#### [RECORDED INFORMATION]

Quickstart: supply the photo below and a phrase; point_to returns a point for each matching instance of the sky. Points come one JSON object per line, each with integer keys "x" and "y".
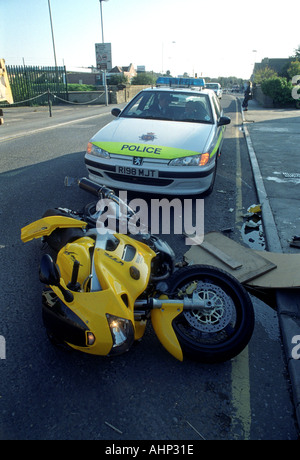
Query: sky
{"x": 213, "y": 38}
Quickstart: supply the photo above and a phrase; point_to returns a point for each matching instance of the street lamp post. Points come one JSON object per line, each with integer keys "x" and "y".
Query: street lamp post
{"x": 52, "y": 33}
{"x": 104, "y": 74}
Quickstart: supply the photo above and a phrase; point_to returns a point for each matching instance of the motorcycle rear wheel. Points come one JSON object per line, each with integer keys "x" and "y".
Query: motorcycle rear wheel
{"x": 223, "y": 329}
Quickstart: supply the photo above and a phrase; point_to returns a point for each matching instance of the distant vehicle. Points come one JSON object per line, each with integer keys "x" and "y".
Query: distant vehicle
{"x": 235, "y": 89}
{"x": 166, "y": 140}
{"x": 216, "y": 87}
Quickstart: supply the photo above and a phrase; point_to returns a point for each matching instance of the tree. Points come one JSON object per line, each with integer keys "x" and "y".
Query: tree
{"x": 264, "y": 74}
{"x": 297, "y": 53}
{"x": 144, "y": 78}
{"x": 294, "y": 69}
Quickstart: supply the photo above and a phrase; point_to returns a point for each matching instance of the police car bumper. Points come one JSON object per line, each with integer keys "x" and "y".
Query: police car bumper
{"x": 150, "y": 176}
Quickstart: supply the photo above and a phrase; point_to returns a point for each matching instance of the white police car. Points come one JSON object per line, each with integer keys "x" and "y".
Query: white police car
{"x": 166, "y": 140}
{"x": 216, "y": 87}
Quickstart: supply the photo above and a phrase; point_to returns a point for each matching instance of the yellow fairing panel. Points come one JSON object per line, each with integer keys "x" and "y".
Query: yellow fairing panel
{"x": 92, "y": 309}
{"x": 77, "y": 250}
{"x": 162, "y": 323}
{"x": 47, "y": 225}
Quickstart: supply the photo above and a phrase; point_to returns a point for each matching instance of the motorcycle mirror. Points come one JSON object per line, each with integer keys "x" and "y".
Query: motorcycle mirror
{"x": 49, "y": 272}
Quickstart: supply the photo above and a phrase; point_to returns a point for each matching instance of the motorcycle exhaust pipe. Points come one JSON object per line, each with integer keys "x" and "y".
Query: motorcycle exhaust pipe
{"x": 95, "y": 189}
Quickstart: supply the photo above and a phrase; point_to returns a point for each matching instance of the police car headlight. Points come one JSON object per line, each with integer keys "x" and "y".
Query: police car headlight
{"x": 195, "y": 160}
{"x": 97, "y": 151}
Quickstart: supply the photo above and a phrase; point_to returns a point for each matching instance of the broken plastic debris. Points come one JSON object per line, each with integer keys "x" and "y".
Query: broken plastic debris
{"x": 295, "y": 242}
{"x": 254, "y": 208}
{"x": 69, "y": 181}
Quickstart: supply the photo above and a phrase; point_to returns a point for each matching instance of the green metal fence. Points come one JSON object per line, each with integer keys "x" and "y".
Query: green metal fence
{"x": 32, "y": 85}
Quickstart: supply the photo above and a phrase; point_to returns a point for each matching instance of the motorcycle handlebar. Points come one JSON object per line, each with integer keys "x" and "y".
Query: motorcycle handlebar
{"x": 102, "y": 191}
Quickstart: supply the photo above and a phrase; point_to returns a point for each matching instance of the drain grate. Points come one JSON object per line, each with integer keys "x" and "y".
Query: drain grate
{"x": 291, "y": 175}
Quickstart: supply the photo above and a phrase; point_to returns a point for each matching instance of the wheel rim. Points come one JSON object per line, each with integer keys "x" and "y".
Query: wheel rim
{"x": 218, "y": 310}
{"x": 212, "y": 325}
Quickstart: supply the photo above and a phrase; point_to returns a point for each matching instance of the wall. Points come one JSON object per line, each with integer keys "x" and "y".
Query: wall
{"x": 261, "y": 98}
{"x": 115, "y": 95}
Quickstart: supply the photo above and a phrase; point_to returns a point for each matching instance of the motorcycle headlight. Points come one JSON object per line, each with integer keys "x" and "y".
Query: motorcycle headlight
{"x": 97, "y": 151}
{"x": 195, "y": 160}
{"x": 122, "y": 334}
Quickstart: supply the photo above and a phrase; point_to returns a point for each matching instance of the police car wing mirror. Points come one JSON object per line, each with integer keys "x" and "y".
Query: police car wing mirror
{"x": 115, "y": 112}
{"x": 224, "y": 121}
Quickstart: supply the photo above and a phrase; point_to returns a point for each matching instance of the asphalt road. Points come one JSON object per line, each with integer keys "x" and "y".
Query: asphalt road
{"x": 46, "y": 393}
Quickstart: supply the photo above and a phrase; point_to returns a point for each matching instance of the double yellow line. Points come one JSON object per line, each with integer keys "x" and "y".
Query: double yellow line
{"x": 240, "y": 374}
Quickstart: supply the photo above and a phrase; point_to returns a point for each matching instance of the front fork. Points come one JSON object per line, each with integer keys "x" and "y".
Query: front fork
{"x": 163, "y": 312}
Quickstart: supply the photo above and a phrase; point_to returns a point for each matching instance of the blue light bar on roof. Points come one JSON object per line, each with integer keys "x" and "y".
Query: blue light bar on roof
{"x": 182, "y": 82}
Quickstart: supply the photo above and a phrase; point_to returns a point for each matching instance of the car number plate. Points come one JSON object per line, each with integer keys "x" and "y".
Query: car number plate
{"x": 136, "y": 172}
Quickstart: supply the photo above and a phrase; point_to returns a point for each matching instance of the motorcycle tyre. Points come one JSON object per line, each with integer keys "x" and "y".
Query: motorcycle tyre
{"x": 231, "y": 347}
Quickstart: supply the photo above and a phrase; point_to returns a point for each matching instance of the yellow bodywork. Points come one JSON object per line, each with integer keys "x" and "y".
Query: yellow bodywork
{"x": 46, "y": 225}
{"x": 122, "y": 282}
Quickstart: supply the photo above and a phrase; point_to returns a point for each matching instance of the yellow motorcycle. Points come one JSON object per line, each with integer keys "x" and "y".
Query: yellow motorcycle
{"x": 100, "y": 289}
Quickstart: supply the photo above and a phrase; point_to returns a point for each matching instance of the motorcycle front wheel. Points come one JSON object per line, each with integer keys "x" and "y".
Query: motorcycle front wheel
{"x": 223, "y": 327}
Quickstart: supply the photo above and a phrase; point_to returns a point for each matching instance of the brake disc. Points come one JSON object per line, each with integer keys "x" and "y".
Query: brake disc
{"x": 217, "y": 312}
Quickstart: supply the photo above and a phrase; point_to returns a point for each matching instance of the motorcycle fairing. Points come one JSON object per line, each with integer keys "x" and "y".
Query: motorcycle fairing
{"x": 123, "y": 273}
{"x": 46, "y": 225}
{"x": 161, "y": 319}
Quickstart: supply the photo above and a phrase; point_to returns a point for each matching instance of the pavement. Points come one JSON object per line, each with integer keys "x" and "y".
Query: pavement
{"x": 273, "y": 140}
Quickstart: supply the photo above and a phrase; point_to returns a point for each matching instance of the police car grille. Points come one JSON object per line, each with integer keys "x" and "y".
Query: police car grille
{"x": 140, "y": 180}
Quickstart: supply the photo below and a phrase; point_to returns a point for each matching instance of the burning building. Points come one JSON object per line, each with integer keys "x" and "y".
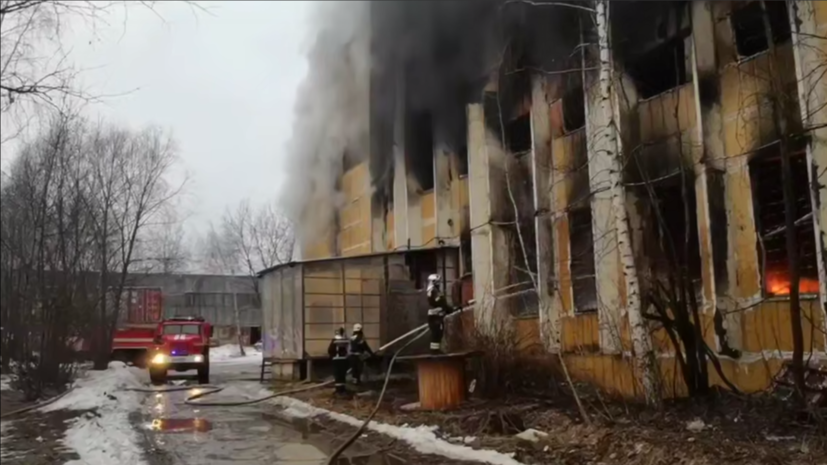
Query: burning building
{"x": 581, "y": 165}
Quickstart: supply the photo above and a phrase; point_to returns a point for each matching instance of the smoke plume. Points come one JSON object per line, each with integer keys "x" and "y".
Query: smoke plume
{"x": 444, "y": 52}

#### [WHAT IS BEING ASKED]
Write every entry out again exactly, dropping the pictures.

#### [RESPONSE TO THIS TASK]
Quickstart: supply the photo below and a phrase; point_to returns a point for each matching instance of the sky. Points come one JSON object per line, each with integer keys "x" and "y".
Query: sky
{"x": 213, "y": 38}
Quickstart: supply the photo above and a phrase; point_to returns a point for each matching instance of the street lamp post. Points come one JSON object per line, each with integer keys "x" and "y".
Query: street lamp post
{"x": 52, "y": 33}
{"x": 104, "y": 74}
Quickstart: supply the photo above and a phrase; point_to returns a point for each matching instance of the motorcycle rear wheel. Points come one JSON object per line, each with integer keys "x" and "y".
Query: motorcycle rear wheel
{"x": 223, "y": 329}
Quickstart: supply the photo above and a phrase; point_to returns a point for each matching instance of the distant vehicle. Points come one JSON object per line, each with integer keys "x" and "y".
Query: distant vehicle
{"x": 235, "y": 89}
{"x": 166, "y": 140}
{"x": 216, "y": 87}
Quickstart: supply the photo above and a phrase; point_to returns a point for each matching instance of the tree. Points come one JSON object per line, each with integer keys "x" and "y".
Query: tree
{"x": 264, "y": 74}
{"x": 297, "y": 53}
{"x": 144, "y": 78}
{"x": 294, "y": 69}
Quickstart: supply the photo above and a phrase; point_to returns a point for each matching instance of the police car bumper. Points come one JSON object per line, each with integer keys "x" and "y".
Query: police car bumper
{"x": 150, "y": 176}
Quickstart: supply the photo above and a phrase; point_to returns a point for each matching instance of the white police car. Points come one JSON object per line, each with integer keys "x" and "y".
Query: white police car
{"x": 166, "y": 140}
{"x": 216, "y": 87}
Quickstart: supply the photo above and a phrase; point_to returns a point for each matching instance of the yellow fairing panel. Points come one JSON object per line, each with integer keys "x" and "y".
Query: yellow fairing panel
{"x": 92, "y": 309}
{"x": 77, "y": 250}
{"x": 162, "y": 323}
{"x": 47, "y": 225}
Quickstart: supply the photo above and a phrase; point_to returns a point for each matching instance of the motorcycle mirror. Points come one JSON object per line, each with integer keys "x" and "y".
Query: motorcycle mirror
{"x": 49, "y": 272}
Quickstart: supply the photo above and a phrase; point_to returns a point for each matching instance of the motorcycle exhaust pipe. Points come one JSON object per line, each with integer keys "x" and "y".
Query: motorcycle exhaust pipe
{"x": 95, "y": 189}
Quickstart: supply the photo above and a phrase; point_to returns a point for each matching instance of the police car headlight. Points come one JSON object per line, each with integer keys "x" and "y".
Query: police car headlight
{"x": 195, "y": 160}
{"x": 97, "y": 151}
Quickstart: supply the photo above and a phrase; point_to returns a point for each matching instance of the broken plastic debris. Points come one JSON object per line, each with integer keys "x" and "y".
Query: broken plastic debris
{"x": 295, "y": 242}
{"x": 254, "y": 208}
{"x": 69, "y": 181}
Quickstart: supply the photo above and a phrase; point_to returns a point for each matching instance of the green metal fence. Points come one JSON object per line, each with integer keys "x" and "y".
Query: green metal fence
{"x": 32, "y": 85}
Quickstart: supply the photo above and a phrase; point_to returns a point for each matching instance of the motorcycle handlebar. Points come one JSON object per line, each with integer keys "x" and "y".
Query: motorcycle handlebar
{"x": 102, "y": 191}
Quickstart: supply the photo above and a phrase; point_to returns a point for each matching instance of the drain grate. Points come one JSON object per line, each with integer keys "x" and "y".
Query: drain grate
{"x": 291, "y": 175}
Quickstart: supply the photo above and a phrase; point_to returns a point for each matching instance of the wheel rim. Points come one JSON object per line, each with integer keys "x" and "y".
Query: wheel rim
{"x": 218, "y": 310}
{"x": 212, "y": 325}
Quickstart: supply the photo above and a phrase; point_to returns a point for each matching instance of the wall. Points come one JSON object per line, each with integer keys "x" and "y".
Query: wall
{"x": 261, "y": 98}
{"x": 115, "y": 95}
Quickstart: supply the photo above and a phrase; point_to returns a point for each matching instance of the motorcycle headlight. Points come one JSON object per line, each with integer keys "x" and "y".
Query: motorcycle headlight
{"x": 97, "y": 151}
{"x": 195, "y": 160}
{"x": 122, "y": 334}
Quickstart: supply the photo above and a phrase; point_to returns a point for each matching instance of the police car wing mirror. Points come one JSON object per line, each with integer keys "x" and "y".
Query: police car wing mirror
{"x": 115, "y": 112}
{"x": 224, "y": 121}
Quickstart: supply the photo above and a phrase; point_to returns a point for each matching instance of the asphalt road. Points come one JSON object per line, each with integer keys "x" and "y".
Query: asphalt road
{"x": 46, "y": 393}
Quickstart: supply the photo above and a phrase; point_to returns a point for each matching instance of the double yellow line. Points come one JSON object per line, each with integer keys "x" and "y".
Query: double yellow line
{"x": 240, "y": 374}
Quickstart: supply the photo above and a phrase; point_to returns a point for each matching instance of the front fork. Points come one JSON object per line, each with integer keys "x" and "y".
Query: front fork
{"x": 163, "y": 312}
Quickstart: supply the photo above and a phrase; point_to returns a point for each matching instance of the blue light bar on roof. Points come one JSON object per line, each with integer keys "x" and "y".
Query: blue light bar on roof
{"x": 182, "y": 82}
Quickstart: supply the photo above and a phrase; point_to returns a point for each matching instance of the car number plate. Points come one JSON object per line, each with integer keys "x" and "y".
Query: car number plate
{"x": 136, "y": 172}
Quickstart: supply the photo above and a phrase; point_to returns a point for each matching instance of the motorcycle tyre. Points come one JSON object per line, each with integer keys "x" and "y".
Query: motorcycle tyre
{"x": 231, "y": 347}
Quickstart: supply the photo above and a phrase; point_to returns a point for each matching instance of the yellow bodywork. Points come one JSON object per line, each with integer keys "x" and "y".
Query: yellow bodywork
{"x": 46, "y": 225}
{"x": 122, "y": 282}
Quickstart: supply the photo above and a phrase; point_to returns a point for each matching instance of the yellow motorcycle. Points come one JSON object per line, each with integer keys "x" and "y".
Query: yellow motorcycle
{"x": 100, "y": 289}
Quickstart: supply the photo above and a phrase; point_to returns a point for each matching instance of the motorcycle front wheel. Points come one JSON object per line, each with integer keys "x" and "y".
Query: motorcycle front wheel
{"x": 223, "y": 327}
Quickstart: supply the photo above and a phrase; point_to returns a point for each matching instance of the brake disc. Points come one JSON object per line, each with integer keys "x" and "y".
Query: brake disc
{"x": 217, "y": 312}
Quickstart: supply the photo above and a phrase; point_to returns a point for each matching instance of the motorcycle fairing. Points come one JSON object per line, each with integer keys "x" and "y".
Query: motorcycle fairing
{"x": 123, "y": 273}
{"x": 46, "y": 225}
{"x": 161, "y": 319}
Quickstart: supply the photo above and a phrase; point_to returns a point for each matching instance of the pavement. Points come one JSON object per line, each with integer keys "x" and "y".
Query: pavement
{"x": 273, "y": 140}
Quickstart: supply the photo above and a phrase; point_to returns a point for each matching instance of the police car grille. Points come one JSON object per line, each with integer keys "x" and "y".
Query: police car grille
{"x": 140, "y": 180}
Quickstart: supply the photo below and a phrase; point_to returns a point for each matching instance of the burning building. Points come one JSON object per line, each with integer keys "x" and "y".
Query: burning building
{"x": 581, "y": 165}
Quickstart: supply the photo above and a phrase; point_to returns a point for each matching instance of the smoke plume. Points come one JSON object per line, each with integer keys "x" and "y".
Query: smoke plume
{"x": 444, "y": 52}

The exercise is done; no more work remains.